(Records for bounding box labeling)
◆ ◆ ◆ ◆

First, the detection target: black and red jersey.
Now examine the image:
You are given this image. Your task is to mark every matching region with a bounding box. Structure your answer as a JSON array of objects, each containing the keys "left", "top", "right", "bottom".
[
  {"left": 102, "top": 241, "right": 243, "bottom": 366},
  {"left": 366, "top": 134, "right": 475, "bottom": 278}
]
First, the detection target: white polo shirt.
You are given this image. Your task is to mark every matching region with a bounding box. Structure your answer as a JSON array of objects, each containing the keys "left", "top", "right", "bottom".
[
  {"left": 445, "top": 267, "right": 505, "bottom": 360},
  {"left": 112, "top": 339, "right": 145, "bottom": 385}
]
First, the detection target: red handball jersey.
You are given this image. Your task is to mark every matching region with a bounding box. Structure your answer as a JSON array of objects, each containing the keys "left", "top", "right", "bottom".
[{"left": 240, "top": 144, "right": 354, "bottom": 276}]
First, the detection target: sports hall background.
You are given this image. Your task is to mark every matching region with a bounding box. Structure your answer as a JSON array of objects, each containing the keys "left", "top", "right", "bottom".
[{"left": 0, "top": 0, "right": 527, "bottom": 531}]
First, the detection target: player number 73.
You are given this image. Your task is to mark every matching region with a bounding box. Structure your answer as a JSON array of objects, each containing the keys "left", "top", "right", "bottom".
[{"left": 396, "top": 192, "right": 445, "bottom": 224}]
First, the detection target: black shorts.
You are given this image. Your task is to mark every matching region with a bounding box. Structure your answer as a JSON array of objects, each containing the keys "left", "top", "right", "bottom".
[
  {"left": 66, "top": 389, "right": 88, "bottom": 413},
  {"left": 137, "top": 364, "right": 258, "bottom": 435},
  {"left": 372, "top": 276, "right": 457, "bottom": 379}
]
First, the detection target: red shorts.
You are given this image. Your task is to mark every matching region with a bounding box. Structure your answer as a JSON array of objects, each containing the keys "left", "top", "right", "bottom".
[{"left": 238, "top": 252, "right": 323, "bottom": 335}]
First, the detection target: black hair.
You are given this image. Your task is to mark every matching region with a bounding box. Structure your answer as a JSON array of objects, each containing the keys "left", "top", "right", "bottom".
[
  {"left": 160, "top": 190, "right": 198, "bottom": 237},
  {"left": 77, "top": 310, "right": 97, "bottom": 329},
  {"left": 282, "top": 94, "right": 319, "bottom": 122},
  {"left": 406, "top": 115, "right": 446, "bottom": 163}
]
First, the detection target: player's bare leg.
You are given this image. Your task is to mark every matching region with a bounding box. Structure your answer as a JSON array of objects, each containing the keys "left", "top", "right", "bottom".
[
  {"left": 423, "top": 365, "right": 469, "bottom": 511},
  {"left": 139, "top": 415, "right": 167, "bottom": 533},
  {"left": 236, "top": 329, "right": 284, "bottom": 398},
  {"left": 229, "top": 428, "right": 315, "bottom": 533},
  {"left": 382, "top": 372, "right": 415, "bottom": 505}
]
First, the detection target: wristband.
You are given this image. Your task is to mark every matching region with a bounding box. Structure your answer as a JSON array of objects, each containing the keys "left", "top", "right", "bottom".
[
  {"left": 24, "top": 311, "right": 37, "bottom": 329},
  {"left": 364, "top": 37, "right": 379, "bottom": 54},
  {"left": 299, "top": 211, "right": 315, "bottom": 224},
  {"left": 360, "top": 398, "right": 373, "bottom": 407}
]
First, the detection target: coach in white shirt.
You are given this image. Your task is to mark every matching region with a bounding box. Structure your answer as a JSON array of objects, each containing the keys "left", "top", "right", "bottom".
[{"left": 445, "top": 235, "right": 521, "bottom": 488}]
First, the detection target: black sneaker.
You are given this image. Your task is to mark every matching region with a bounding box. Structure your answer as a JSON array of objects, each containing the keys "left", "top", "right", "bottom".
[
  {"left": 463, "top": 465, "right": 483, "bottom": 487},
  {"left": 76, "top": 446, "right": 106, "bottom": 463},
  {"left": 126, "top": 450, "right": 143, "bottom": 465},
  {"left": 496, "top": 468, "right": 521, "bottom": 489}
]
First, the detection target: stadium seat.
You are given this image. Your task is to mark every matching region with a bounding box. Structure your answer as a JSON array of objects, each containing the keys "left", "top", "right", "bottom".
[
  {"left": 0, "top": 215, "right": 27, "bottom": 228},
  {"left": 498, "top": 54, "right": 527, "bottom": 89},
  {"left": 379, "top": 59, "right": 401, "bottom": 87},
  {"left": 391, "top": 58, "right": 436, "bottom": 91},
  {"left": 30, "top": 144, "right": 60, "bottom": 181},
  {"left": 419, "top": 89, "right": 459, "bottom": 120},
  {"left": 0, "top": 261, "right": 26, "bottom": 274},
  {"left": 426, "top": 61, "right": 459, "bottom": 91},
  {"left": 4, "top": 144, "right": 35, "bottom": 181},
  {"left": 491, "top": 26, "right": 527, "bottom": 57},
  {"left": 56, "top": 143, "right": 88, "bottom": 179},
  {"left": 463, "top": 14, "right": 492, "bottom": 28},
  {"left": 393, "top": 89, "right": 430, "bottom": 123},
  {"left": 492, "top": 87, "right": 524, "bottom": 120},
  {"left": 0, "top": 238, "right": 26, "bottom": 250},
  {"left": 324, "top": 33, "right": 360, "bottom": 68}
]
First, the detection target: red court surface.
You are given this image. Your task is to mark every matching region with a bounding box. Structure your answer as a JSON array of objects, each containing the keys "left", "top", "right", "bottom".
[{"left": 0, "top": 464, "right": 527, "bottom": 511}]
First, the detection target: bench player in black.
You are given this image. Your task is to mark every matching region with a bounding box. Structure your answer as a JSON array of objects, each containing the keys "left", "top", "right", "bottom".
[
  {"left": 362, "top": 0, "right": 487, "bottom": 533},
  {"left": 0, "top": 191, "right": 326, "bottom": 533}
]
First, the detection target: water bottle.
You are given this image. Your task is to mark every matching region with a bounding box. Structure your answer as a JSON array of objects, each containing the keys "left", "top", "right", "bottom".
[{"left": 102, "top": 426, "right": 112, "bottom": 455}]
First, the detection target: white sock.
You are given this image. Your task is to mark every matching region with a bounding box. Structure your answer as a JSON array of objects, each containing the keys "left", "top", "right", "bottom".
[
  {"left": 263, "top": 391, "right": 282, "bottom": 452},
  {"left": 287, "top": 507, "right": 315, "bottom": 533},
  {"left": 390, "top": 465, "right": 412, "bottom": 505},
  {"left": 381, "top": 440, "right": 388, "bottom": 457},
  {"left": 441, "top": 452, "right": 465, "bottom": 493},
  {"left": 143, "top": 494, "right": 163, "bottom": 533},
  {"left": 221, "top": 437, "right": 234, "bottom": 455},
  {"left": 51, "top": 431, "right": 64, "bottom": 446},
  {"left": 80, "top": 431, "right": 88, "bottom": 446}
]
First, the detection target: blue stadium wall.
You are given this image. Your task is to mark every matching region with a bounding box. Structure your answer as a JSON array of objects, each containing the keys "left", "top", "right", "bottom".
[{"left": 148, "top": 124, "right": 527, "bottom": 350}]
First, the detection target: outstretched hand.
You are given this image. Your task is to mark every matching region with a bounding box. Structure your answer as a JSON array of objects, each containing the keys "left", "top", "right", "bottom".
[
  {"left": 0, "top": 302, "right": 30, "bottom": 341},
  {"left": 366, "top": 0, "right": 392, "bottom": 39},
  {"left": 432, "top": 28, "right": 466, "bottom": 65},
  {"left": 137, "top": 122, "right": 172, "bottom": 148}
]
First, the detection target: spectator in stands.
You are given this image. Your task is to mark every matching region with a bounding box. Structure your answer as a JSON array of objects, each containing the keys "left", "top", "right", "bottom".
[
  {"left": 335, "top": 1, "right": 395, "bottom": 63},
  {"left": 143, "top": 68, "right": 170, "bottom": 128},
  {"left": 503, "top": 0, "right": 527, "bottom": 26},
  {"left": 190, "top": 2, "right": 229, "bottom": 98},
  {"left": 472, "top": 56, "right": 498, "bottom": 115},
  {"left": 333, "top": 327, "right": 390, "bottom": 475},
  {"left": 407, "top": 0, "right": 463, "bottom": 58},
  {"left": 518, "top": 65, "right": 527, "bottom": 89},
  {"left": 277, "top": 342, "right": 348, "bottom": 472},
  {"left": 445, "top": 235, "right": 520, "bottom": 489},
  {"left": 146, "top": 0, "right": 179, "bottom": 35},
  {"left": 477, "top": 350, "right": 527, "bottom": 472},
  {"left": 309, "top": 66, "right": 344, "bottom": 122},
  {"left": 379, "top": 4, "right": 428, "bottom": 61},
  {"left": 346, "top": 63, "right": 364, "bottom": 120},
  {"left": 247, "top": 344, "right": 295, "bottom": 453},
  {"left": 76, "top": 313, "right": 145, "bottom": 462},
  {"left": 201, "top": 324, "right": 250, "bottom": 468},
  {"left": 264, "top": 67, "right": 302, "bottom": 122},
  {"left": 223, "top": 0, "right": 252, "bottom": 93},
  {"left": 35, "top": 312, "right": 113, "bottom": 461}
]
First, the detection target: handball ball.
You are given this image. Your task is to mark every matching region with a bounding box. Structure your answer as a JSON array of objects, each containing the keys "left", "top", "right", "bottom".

◆ ◆ ◆ ◆

* Your goal *
Please rewrite the records starting at the line that has "First, the detection target: handball ball." and continuing through the end, replacing "bounding box" with "rectangle" and keeping everything else unchanged.

* Result of this exercise *
First, the detection target: handball ball.
You are given this image. Your task is to mark every matching region with a rectangle. Structure your answer as a JSON array of objects, each containing the keys "left", "top", "right", "bottom".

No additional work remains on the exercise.